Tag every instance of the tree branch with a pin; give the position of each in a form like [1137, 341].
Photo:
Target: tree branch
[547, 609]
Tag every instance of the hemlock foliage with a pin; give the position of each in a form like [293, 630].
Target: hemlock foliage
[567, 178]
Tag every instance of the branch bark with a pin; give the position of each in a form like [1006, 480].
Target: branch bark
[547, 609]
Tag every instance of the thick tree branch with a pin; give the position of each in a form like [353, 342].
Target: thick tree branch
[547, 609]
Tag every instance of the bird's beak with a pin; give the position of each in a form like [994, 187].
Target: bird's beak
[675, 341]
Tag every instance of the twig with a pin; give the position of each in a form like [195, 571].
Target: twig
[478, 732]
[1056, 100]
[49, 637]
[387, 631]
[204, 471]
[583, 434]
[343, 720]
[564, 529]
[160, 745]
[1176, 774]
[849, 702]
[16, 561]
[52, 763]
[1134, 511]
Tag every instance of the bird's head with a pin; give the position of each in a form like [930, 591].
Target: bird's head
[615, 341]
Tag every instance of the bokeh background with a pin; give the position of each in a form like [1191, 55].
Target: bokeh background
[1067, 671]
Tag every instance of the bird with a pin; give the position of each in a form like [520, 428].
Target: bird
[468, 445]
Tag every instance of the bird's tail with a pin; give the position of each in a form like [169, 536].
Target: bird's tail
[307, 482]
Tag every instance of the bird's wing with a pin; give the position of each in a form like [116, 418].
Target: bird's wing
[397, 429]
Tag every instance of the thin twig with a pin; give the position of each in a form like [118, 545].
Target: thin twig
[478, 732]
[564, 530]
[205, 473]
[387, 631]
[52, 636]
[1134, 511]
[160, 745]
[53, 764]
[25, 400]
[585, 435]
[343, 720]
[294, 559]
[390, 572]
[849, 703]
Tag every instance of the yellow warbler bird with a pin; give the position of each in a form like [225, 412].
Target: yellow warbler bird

————————

[SHORT PROBLEM]
Revise the listing above so that every occurrence of "pin" becomes "marker", leaving all other text unchanged.

[IN RESPONSE]
Tag every instance of the tree branch with a marker; give the position of each in a form like [1137, 341].
Photo:
Target: tree branch
[547, 609]
Tag every instance of the hemlock foliage with a marker; give the position of each in a form like [293, 630].
Target: hemlock foliage
[567, 178]
Tag every instance of the branch bark with a marker; give the position of each in a form like [1006, 480].
Target: branch bark
[547, 609]
Tag every instance of the thick tree branch with a marker; give the position of each in a form like [353, 342].
Target: thick tree branch
[547, 609]
Tag every instance of the bird's beak with a marker; give the position of each in a form like [994, 187].
Target: bird's beak
[675, 341]
Tag every instance of the twig with a marker; give the position of each in a form like [195, 571].
Target: twig
[478, 732]
[1056, 100]
[49, 637]
[387, 631]
[204, 471]
[583, 434]
[343, 720]
[564, 529]
[160, 745]
[1176, 774]
[849, 702]
[16, 561]
[52, 763]
[1134, 511]
Tag every instance of the bird's head with a marker; give the position of each in a form like [930, 591].
Target: bird's head
[615, 341]
Tag every instance of the bokeh background with a marker; give the position of each in a form like [1191, 55].
Target: bokeh background
[1067, 671]
Tag every instance of the bird with a marker; give the position of each in a form like [520, 428].
Target: bird
[468, 445]
Tag every instance of the bird's tail with a marker; give the position of each in a form like [169, 536].
Target: bird's tail
[307, 482]
Tag every instance of the bird's wing with a marker; give the position of each in a form like [116, 418].
Target: bird's wing
[397, 429]
Tag every instance of the thin twig with a marker; give the position of each in a form like [118, 545].
Target: thin twig
[478, 732]
[564, 530]
[205, 473]
[387, 631]
[52, 636]
[1134, 511]
[160, 745]
[53, 764]
[25, 400]
[585, 435]
[343, 720]
[294, 559]
[390, 572]
[849, 703]
Tag every instance of the yellow warbler bird with a marker; give the position of each in a form like [225, 412].
Target: yellow warbler bird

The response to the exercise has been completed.